> **Excerpt provided**
Privacy Alert- Data from Google Maps is being shared with third-party servers

Are you an avid fan of Google Maps? And do you use the app for all your day to day transit and shopping needs?

Then there is a high probability that all your personal data such as your destination from where you have started and where you’ve visited can be shared with third party servers by Google.

Yes, you’ve read it right! You mobile phone navigational app can reveal a lot about yourselves to companies with whom you do not like to share any info. This includes personal info like where you live, work, your family residence, friends and acquaintances, where you shop, party, go on a vacation, communication and personal habits.

Thus, with all this info stored on Google Maps app, there is no guaranty that the app does not share this private info with third party servers like marketing firms and spy agencies located in countries like US, UK, North Korea, Russia, China, and France.  

According to a survey carried out by IMDEA Networks Institute, more than 70% of apps are reporting personal data to 3rd party tracking companies like Google Analytics, Facebook Graph API or Crashlytics.

Means, as soon as a smartphone user installs a new Android or iOS app, it asks for the user’s permission before accessing the personal info. The app also displays a pop-up message claiming that it needs to have access to data such as your contacts, images, videos, and such to work properly.

This is where the researchers from IMDEA Networks Institute quote the example of Google Maps as an evidence. In general, the app needs to have your phone’s GPS access to serve you better. But once the app has the permission to collect that info, there is no guaranty that the collected info remains on the server of the app or is not being leaked to any third party servers.

Technically, many mobile apps are written by combining various functions, precoded by other developers or businesses. And this leads to the emergence of third-party libraries. These libraries have the potential to access sensitive data of the user, his/her social media activity & connections and can earn money displaying ads and other features, without having to write them from the root. And there is a high possibility that the apps can share the collected info with online servers or to another company altogether.

(Excerpt from a dataset)

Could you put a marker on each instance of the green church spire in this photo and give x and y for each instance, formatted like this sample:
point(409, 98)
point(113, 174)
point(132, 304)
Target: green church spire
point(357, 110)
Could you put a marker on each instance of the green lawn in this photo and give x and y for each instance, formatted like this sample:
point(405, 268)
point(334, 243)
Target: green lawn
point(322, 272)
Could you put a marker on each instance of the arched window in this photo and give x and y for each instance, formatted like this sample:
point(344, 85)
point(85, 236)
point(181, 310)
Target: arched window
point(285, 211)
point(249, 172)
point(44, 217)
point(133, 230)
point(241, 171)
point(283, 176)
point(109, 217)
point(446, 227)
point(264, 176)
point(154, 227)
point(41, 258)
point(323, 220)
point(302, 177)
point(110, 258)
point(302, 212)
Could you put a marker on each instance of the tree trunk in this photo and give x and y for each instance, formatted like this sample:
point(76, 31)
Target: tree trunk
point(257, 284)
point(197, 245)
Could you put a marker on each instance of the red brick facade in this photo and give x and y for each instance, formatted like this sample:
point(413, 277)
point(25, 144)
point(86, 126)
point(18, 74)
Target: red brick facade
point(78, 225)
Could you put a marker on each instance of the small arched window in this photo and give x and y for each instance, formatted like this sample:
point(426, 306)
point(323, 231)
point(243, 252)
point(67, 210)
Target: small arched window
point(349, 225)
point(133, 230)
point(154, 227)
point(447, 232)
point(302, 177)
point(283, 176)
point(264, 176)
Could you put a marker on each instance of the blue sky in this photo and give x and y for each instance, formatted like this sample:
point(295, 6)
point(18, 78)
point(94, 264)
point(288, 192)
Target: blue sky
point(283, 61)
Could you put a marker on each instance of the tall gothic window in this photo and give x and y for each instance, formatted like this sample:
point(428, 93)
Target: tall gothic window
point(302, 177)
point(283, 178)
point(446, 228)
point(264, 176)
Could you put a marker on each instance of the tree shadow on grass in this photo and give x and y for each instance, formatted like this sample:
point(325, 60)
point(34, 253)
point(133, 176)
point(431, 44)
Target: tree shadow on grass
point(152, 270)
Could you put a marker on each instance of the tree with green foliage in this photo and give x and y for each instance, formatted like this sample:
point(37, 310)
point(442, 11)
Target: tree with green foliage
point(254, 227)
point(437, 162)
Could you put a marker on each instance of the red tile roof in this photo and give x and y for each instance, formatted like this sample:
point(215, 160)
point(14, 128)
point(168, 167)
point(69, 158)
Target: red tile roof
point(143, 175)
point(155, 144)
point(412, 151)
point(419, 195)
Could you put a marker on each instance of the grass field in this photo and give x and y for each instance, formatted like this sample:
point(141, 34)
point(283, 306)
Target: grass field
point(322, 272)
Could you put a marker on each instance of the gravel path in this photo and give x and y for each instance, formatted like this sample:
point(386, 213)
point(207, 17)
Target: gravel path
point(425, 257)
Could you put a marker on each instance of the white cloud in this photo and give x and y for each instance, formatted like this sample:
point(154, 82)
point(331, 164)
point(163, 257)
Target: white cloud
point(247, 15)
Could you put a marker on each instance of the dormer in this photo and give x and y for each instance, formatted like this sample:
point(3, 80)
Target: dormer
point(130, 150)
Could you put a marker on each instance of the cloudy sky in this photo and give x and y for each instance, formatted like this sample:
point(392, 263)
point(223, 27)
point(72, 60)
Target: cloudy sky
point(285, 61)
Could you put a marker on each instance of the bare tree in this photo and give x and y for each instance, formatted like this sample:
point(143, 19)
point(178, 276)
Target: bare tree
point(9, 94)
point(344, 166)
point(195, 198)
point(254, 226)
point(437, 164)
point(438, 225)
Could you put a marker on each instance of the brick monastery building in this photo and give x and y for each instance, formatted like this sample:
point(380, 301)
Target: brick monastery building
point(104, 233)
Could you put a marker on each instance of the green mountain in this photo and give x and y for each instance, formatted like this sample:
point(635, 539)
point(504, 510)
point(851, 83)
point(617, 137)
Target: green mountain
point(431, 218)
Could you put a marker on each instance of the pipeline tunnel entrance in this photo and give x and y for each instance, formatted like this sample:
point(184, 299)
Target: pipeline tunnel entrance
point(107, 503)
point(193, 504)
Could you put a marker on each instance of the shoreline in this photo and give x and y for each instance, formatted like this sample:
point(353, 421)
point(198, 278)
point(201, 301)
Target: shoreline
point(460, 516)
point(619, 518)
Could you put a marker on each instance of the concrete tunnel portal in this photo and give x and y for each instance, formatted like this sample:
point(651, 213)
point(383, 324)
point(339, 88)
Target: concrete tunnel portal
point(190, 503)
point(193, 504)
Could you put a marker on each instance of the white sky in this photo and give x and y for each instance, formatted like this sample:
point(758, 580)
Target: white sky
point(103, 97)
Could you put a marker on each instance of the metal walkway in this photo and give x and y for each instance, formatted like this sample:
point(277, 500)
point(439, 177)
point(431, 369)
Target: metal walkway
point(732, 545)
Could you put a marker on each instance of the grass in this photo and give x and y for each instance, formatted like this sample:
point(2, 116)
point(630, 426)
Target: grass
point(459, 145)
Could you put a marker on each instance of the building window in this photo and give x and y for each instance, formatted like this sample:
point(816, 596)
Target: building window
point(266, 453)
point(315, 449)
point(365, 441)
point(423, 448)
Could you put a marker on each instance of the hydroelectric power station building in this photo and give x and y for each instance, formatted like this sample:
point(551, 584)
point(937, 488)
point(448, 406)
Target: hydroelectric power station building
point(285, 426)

> **Task 1**
Answer these from the Google Maps privacy article:
(a) Which institute carried out the survey on apps reporting personal data?
(b) What share of apps does that survey say report personal data to third-party tracking companies?
(c) What kind of access does the article say Google Maps generally needs to serve you better?
> **Task 2**
Reproduce the passage of the Google Maps privacy article that opens with "Are you an avid" and closes with "servers by Google.".

> **Correct answer 1**
(a) IMDEA Networks Institute
(b) More than 70%
(c) Access to your phone's GPS

> **Correct answer 2**
Are you an avid fan of Google Maps? And do you use the app for all your day to day transit and shopping needs?

Then there is a high probability that all your personal data such as your destination from where you have started and where you’ve visited can be shared with third party servers by Google.